[JOUW OPDRACHT] Kun je de regels vanaf de regel met "seg: dense foliage" tot en met de regel met "64], [145, 24]]" opmaken als Markdown-tabel, met een kolom nr voor het rijnummer en een kolom Regel, en de lege regels weglaten? Neem de afbeeldingen niet op in het antwoord.

[Vormannotaties]
────────────────────
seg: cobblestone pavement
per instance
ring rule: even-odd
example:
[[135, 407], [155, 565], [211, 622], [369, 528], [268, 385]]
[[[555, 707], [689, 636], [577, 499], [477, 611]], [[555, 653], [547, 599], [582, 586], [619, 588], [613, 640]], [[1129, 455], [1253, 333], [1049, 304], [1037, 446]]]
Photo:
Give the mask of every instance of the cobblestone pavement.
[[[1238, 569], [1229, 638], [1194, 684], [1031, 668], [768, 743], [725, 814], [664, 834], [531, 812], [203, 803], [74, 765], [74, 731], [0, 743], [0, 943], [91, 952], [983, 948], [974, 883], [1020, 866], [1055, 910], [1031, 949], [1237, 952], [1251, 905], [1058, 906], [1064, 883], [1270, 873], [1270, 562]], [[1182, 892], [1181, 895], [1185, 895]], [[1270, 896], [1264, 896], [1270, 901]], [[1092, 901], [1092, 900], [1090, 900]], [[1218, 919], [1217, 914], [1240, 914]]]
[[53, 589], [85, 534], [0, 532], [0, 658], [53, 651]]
────────────────────
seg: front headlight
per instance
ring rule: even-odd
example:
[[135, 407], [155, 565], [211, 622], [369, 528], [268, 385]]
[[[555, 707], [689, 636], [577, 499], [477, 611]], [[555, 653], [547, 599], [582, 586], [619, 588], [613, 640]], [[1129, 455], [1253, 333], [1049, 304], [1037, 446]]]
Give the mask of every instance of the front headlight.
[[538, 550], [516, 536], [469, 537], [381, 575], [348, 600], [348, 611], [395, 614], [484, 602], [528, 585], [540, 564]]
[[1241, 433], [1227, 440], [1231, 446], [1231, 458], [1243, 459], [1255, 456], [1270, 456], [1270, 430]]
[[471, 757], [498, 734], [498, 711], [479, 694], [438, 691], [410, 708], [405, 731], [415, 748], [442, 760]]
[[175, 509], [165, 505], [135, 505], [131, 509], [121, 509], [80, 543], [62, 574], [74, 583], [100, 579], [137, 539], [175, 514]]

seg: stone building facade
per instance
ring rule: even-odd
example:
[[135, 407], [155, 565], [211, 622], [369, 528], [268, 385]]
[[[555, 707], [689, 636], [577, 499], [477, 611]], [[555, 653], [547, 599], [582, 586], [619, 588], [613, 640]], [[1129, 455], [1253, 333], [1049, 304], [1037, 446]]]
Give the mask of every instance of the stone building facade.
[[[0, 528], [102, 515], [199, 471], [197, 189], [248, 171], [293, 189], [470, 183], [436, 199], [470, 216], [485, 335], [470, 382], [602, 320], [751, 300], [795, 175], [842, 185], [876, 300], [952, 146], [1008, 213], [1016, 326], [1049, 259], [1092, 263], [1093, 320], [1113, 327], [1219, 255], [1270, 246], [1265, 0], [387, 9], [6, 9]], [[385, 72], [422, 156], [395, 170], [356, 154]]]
────────────────────
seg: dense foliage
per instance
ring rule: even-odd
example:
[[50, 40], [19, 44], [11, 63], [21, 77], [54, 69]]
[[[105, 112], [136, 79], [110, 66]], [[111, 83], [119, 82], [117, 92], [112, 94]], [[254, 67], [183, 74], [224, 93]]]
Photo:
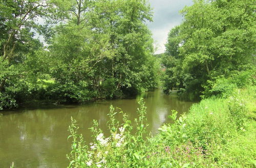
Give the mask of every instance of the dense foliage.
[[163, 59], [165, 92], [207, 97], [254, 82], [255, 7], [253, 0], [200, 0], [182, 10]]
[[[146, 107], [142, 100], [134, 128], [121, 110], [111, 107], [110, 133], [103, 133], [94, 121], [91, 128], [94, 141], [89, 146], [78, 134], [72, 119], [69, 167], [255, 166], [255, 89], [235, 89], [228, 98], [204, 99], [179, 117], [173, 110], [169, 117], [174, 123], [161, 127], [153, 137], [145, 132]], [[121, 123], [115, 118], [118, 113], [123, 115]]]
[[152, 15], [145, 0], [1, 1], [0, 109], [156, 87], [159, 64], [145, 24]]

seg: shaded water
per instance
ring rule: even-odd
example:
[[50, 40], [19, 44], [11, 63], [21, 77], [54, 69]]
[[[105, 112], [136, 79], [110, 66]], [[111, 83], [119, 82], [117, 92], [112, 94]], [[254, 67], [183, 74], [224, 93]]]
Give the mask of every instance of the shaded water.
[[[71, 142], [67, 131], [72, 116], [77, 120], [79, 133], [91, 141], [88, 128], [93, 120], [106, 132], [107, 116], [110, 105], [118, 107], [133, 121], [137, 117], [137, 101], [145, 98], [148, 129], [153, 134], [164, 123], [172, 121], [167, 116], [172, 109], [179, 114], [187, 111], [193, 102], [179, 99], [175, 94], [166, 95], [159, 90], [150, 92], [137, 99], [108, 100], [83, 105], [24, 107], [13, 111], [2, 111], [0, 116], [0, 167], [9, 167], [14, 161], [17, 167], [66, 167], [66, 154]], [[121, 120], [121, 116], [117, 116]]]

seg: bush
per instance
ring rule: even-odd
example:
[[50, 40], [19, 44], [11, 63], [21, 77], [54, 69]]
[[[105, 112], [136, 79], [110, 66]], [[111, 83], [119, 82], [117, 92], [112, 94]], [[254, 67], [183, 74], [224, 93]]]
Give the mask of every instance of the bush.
────────────────────
[ANTWOORD OPDRACHT]
| nr | Regel |
|---|---|
| 1 | seg: dense foliage |
| 2 | per instance |
| 3 | ring rule: even-odd |
| 4 | example: |
| 5 | [[50, 40], [19, 44], [11, 63], [21, 77], [54, 69]] |
| 6 | [[[105, 112], [136, 79], [110, 66]], [[111, 83], [119, 82], [117, 92], [112, 94]], [[254, 67], [183, 74], [224, 93]]] |
| 7 | Photo: |
| 8 | Give the mask of every instance of the dense foliage. |
| 9 | [[163, 59], [165, 92], [207, 97], [254, 82], [255, 7], [253, 0], [200, 0], [182, 10]] |
| 10 | [[[146, 107], [142, 100], [134, 128], [121, 110], [111, 107], [110, 133], [103, 133], [94, 121], [91, 128], [94, 141], [89, 146], [78, 134], [72, 119], [69, 167], [255, 166], [255, 89], [235, 89], [228, 98], [204, 99], [179, 117], [173, 110], [169, 117], [174, 123], [161, 127], [153, 137], [145, 132]], [[121, 123], [115, 118], [118, 113], [123, 115]]] |
| 11 | [[152, 15], [145, 0], [1, 1], [0, 109], [156, 87], [159, 64], [145, 24]] |